◆ Task: Rewrite the entries from the start through the line containing "[[699, 690], [93, 589], [780, 581]]", inclusive, keeping every request. Offset each coordinate in the answers by 74, and leave the numbers in the requests as they are.
##### Provided data #####
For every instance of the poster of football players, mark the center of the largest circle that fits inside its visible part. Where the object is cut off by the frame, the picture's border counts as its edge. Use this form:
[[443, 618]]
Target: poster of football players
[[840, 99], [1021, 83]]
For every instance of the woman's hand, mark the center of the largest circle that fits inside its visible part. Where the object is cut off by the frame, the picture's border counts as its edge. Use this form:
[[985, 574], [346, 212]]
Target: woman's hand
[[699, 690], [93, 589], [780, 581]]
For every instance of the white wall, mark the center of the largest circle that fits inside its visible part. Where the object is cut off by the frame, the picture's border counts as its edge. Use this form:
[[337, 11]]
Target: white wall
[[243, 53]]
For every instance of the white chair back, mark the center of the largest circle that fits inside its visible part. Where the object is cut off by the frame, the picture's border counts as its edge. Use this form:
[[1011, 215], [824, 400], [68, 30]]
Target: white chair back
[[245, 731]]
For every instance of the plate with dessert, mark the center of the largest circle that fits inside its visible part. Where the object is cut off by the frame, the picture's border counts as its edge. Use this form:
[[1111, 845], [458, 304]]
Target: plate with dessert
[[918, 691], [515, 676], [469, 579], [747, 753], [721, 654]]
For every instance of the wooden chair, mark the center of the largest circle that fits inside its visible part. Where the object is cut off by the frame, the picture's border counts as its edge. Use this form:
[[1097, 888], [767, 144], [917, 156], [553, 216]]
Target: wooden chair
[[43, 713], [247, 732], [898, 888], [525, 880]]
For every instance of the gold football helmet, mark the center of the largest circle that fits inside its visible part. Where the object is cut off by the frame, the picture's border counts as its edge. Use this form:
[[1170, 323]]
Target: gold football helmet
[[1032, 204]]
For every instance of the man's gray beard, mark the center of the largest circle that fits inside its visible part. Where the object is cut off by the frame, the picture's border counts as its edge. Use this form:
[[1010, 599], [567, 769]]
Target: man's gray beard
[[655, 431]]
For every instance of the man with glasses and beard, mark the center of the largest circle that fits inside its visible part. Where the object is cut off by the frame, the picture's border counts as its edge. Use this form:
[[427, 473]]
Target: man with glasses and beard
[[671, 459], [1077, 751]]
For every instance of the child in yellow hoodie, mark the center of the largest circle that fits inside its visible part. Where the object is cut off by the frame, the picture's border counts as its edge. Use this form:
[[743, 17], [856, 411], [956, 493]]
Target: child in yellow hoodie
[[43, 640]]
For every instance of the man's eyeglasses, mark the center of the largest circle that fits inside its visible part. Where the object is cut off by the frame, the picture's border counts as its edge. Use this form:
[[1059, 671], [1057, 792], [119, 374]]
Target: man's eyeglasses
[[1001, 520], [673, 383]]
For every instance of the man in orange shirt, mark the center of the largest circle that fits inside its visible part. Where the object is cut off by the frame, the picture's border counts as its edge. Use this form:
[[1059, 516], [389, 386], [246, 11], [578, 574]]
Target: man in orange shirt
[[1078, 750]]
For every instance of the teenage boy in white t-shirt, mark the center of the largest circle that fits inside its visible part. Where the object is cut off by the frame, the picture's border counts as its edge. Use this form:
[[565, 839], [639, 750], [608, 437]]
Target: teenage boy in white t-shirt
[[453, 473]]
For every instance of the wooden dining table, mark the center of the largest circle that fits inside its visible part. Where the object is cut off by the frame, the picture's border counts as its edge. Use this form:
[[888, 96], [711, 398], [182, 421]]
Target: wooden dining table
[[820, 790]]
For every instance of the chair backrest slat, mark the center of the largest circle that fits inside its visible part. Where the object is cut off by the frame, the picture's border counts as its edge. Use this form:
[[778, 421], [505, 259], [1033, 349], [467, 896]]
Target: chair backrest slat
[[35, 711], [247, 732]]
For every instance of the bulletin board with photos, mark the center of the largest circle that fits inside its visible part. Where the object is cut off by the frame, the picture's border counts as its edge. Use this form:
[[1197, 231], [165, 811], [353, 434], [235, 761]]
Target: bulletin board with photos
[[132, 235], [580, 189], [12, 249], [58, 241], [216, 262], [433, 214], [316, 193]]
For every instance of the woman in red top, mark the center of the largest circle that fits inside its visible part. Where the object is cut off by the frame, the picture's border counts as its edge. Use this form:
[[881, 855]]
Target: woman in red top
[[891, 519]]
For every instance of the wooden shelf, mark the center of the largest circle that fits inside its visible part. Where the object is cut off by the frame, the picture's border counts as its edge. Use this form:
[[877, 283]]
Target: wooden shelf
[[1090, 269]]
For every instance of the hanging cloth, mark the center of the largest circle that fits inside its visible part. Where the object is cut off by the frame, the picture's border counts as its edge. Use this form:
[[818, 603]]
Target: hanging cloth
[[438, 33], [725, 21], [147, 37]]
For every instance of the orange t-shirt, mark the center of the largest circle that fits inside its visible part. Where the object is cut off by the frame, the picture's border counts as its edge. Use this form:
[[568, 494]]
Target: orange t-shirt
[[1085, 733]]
#####
◆ Exercise answer:
For every instance of the poster of football players, mark the center of the largest circle that fits inside its visible part. Where the object is cut off by the frame, the picture's border counts as its edge. Use this form:
[[443, 618]]
Target: poster of football players
[[914, 173], [1095, 157]]
For every instance of the woman's hand, mark the center of the largest circle that fits inside its visible part. Where the object is cut off by the frame, the picture's border counts as its edge. Use this form:
[[985, 574], [346, 212]]
Target: woman's hand
[[773, 764], [167, 663], [854, 655]]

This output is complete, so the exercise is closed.